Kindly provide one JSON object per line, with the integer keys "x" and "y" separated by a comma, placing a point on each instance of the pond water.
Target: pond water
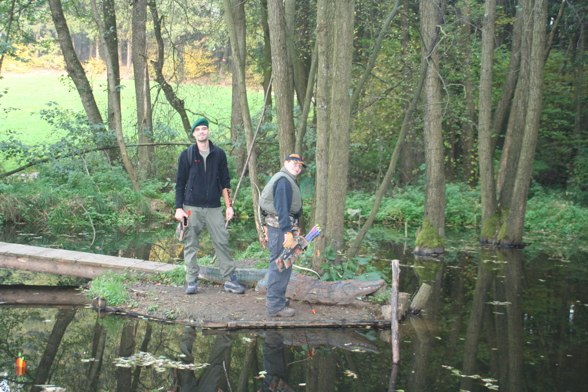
{"x": 495, "y": 320}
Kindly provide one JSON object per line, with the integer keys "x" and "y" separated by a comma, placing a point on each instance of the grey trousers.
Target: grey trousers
{"x": 214, "y": 221}
{"x": 277, "y": 282}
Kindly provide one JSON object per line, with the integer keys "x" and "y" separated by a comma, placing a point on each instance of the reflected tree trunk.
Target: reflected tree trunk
{"x": 327, "y": 368}
{"x": 358, "y": 382}
{"x": 62, "y": 320}
{"x": 419, "y": 367}
{"x": 144, "y": 348}
{"x": 513, "y": 272}
{"x": 249, "y": 363}
{"x": 98, "y": 345}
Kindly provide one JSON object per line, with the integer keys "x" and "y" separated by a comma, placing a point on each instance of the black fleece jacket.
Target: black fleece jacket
{"x": 197, "y": 187}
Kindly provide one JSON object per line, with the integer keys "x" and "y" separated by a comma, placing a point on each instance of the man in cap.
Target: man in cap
{"x": 281, "y": 200}
{"x": 202, "y": 179}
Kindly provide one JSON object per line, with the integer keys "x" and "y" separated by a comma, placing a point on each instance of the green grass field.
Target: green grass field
{"x": 24, "y": 96}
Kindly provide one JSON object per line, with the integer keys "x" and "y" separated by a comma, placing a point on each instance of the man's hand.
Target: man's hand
{"x": 229, "y": 213}
{"x": 180, "y": 214}
{"x": 289, "y": 241}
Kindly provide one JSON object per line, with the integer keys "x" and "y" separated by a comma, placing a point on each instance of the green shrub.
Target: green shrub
{"x": 112, "y": 286}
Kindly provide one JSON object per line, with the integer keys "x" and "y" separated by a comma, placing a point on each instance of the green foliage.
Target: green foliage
{"x": 406, "y": 205}
{"x": 555, "y": 216}
{"x": 112, "y": 286}
{"x": 428, "y": 236}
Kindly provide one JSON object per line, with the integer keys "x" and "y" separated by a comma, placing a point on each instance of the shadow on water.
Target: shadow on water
{"x": 494, "y": 319}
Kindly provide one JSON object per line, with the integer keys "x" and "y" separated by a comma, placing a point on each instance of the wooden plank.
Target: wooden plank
{"x": 83, "y": 264}
{"x": 36, "y": 296}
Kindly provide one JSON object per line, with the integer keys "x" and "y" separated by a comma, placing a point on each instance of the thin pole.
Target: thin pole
{"x": 269, "y": 85}
{"x": 394, "y": 311}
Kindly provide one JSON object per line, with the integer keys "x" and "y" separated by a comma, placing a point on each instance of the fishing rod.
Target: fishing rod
{"x": 269, "y": 85}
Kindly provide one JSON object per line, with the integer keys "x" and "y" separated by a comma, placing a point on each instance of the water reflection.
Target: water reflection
{"x": 511, "y": 320}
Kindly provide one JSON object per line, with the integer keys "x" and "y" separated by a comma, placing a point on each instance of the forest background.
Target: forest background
{"x": 430, "y": 114}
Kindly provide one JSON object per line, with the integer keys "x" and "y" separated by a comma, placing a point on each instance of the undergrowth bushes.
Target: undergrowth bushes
{"x": 68, "y": 198}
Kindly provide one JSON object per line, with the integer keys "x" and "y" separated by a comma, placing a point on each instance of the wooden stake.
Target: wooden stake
{"x": 420, "y": 299}
{"x": 394, "y": 311}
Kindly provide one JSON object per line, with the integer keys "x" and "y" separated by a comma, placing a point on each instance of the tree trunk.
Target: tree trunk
{"x": 354, "y": 249}
{"x": 112, "y": 96}
{"x": 298, "y": 72}
{"x": 74, "y": 68}
{"x": 512, "y": 234}
{"x": 340, "y": 119}
{"x": 374, "y": 55}
{"x": 283, "y": 83}
{"x": 111, "y": 45}
{"x": 432, "y": 232}
{"x": 323, "y": 103}
{"x": 240, "y": 67}
{"x": 303, "y": 119}
{"x": 7, "y": 31}
{"x": 503, "y": 106}
{"x": 468, "y": 134}
{"x": 170, "y": 95}
{"x": 267, "y": 59}
{"x": 239, "y": 152}
{"x": 142, "y": 92}
{"x": 126, "y": 349}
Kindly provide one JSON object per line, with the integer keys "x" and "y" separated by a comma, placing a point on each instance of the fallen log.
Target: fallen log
{"x": 342, "y": 292}
{"x": 346, "y": 339}
{"x": 41, "y": 296}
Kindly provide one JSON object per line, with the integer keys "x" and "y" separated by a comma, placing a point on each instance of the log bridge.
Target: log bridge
{"x": 72, "y": 263}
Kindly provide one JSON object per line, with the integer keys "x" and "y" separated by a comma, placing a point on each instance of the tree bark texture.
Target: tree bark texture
{"x": 115, "y": 98}
{"x": 485, "y": 151}
{"x": 434, "y": 212}
{"x": 324, "y": 47}
{"x": 73, "y": 66}
{"x": 239, "y": 152}
{"x": 142, "y": 92}
{"x": 239, "y": 58}
{"x": 283, "y": 81}
{"x": 513, "y": 233}
{"x": 340, "y": 121}
{"x": 170, "y": 94}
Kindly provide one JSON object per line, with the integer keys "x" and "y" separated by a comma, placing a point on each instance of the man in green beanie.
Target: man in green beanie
{"x": 202, "y": 179}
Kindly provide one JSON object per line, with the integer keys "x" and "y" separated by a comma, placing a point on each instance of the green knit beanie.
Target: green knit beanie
{"x": 200, "y": 121}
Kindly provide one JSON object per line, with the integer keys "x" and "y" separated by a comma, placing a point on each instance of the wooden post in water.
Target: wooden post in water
{"x": 420, "y": 299}
{"x": 394, "y": 311}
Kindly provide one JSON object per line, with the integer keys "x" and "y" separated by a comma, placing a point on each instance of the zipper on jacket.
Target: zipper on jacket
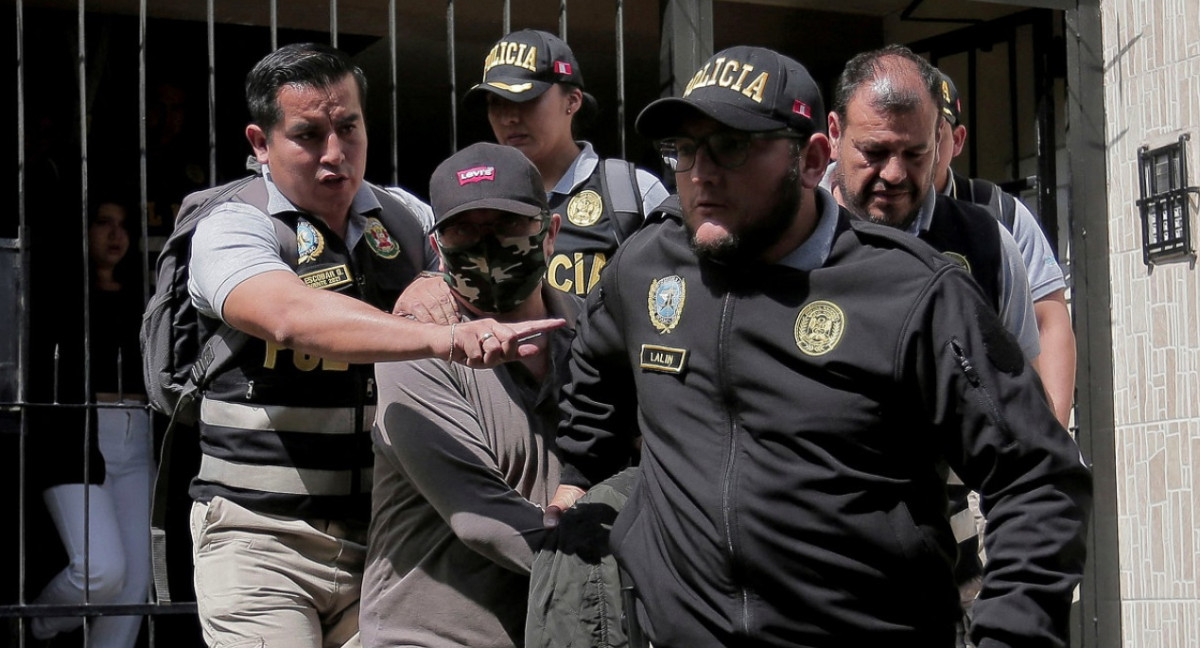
{"x": 972, "y": 377}
{"x": 730, "y": 401}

STATED PROBLEM → Copy verbatim the span that begins at the line containing "the fallen log." and ends at the last line of the material, inclusive of both; exclude pictures.

ANSWER IN FULL →
Kindly provide one JSON object per line, with the integer keys "x" and "y" separated by a comma, placing a point on each instance of the fallen log.
Target: fallen log
{"x": 342, "y": 292}
{"x": 346, "y": 339}
{"x": 41, "y": 296}
Kindly provide one JSON object per line, with the integer keys "x" and "y" separated by a comma, placing a point on each instance of the log bridge.
Target: log bridge
{"x": 72, "y": 263}
Kindly provide one JSON object per line, with the integer keys "x" and "y" separated by a comma, placing a point on each instance of the tree bark texture.
Target: tree bark texture
{"x": 115, "y": 98}
{"x": 485, "y": 151}
{"x": 434, "y": 212}
{"x": 324, "y": 47}
{"x": 73, "y": 66}
{"x": 239, "y": 152}
{"x": 142, "y": 92}
{"x": 239, "y": 58}
{"x": 283, "y": 81}
{"x": 513, "y": 233}
{"x": 340, "y": 121}
{"x": 170, "y": 94}
Kindly provide one JSON object per line, with the integer keys "x" and "y" separated by a comma, placing a point on each instance of the man in green beanie.
Target: man in green beanie
{"x": 202, "y": 179}
Kindly provide one JSON object per line, with the integer keys "x" and "y" separated by a comma, placing a point on each instance of the green knit beanie.
Target: green knit beanie
{"x": 200, "y": 121}
Kindly provide one JSON object per line, with the integer keys "x" and "y" separated by a comma, placing a point on each instance of the wooden post in water.
Target: wooden post in water
{"x": 420, "y": 299}
{"x": 394, "y": 311}
Kindly provide one JSON object per line, with the integer keys "x" and "y" separated by a comma, placing a point on each instance of the zipper on jacket.
Target: zipper on jacket
{"x": 972, "y": 377}
{"x": 730, "y": 401}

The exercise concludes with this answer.